> [PROMPT] Please render every line of the records below as one numbered list, leaving out any blank lines.
***
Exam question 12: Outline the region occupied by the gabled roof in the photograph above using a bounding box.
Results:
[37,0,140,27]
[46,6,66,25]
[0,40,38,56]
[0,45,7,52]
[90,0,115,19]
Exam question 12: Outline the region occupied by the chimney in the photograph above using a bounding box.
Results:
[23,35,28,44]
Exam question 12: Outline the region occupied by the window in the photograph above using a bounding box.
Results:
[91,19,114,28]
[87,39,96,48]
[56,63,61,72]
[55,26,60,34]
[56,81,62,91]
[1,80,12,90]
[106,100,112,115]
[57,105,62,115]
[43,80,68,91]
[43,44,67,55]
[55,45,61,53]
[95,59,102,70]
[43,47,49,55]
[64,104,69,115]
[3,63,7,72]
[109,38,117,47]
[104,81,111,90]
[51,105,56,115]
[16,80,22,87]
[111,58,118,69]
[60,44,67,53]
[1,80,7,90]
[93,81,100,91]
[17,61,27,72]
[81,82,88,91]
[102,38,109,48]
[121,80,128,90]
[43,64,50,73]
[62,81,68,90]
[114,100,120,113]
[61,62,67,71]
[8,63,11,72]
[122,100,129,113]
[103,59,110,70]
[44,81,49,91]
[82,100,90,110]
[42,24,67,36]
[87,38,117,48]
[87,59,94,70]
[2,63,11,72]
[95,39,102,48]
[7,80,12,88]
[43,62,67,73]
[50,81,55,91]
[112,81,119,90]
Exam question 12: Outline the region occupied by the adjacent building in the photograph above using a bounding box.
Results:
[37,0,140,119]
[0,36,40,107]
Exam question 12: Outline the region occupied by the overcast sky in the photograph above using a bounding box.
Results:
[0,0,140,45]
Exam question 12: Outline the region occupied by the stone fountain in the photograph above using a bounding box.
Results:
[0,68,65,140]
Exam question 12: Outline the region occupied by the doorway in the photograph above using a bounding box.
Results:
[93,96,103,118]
***
> [TASK RESULT]
1. Exam question 12: Outline the region occupied by the gabled roof in the photograph above using a bounding box.
2. Results:
3. [37,0,140,27]
4. [46,6,66,25]
5. [0,40,38,56]
6. [0,45,7,52]
7. [90,0,115,19]
8. Exam question 12: Outline the region occupied by the chimney in the photograph above using a bounding box.
9. Results:
10. [23,35,28,44]
11. Exam question 12: Outline the region occupied by the window in the photograph above using a bounding box.
12. Results:
13. [91,19,114,28]
14. [87,39,96,48]
15. [56,63,61,72]
16. [55,26,60,34]
17. [56,81,62,91]
18. [1,80,12,90]
19. [106,100,112,115]
20. [57,105,62,115]
21. [43,80,68,91]
22. [43,44,67,55]
23. [55,45,61,53]
24. [95,59,102,70]
25. [43,47,49,55]
26. [64,104,69,115]
27. [3,63,7,72]
28. [109,38,117,47]
29. [104,81,111,90]
30. [51,105,56,115]
31. [16,80,22,87]
32. [111,58,118,69]
33. [60,44,67,53]
34. [1,80,7,90]
35. [93,81,100,91]
36. [17,61,27,72]
37. [81,82,88,91]
38. [102,38,109,48]
39. [121,80,128,90]
40. [43,64,50,73]
41. [62,81,68,90]
42. [114,100,120,113]
43. [61,62,67,71]
44. [8,63,11,72]
45. [122,100,129,113]
46. [103,59,110,70]
47. [44,81,49,91]
48. [82,100,90,110]
49. [42,24,67,36]
50. [87,38,117,48]
51. [87,59,94,70]
52. [2,63,11,72]
53. [95,39,102,48]
54. [7,80,12,88]
55. [43,62,67,73]
56. [50,81,55,91]
57. [112,81,119,90]
58. Exam question 12: Outline the region occupied by the adjacent building in the photograph above using a bounding box.
59. Results:
60. [37,0,140,119]
61. [0,36,40,107]
62. Exam question 12: Outline the region occupied by the overcast sky in the photograph above using a bounding box.
63. Results:
64. [0,0,140,45]
65. Exam question 12: Outline the region occupied by the stone fountain in the photograph above using a bounding box.
66. Results:
67. [0,68,65,140]
68. Exam question 12: Outline the region occupied by the doorway in the photograph above using a bounding box.
69. Results:
70. [93,96,103,118]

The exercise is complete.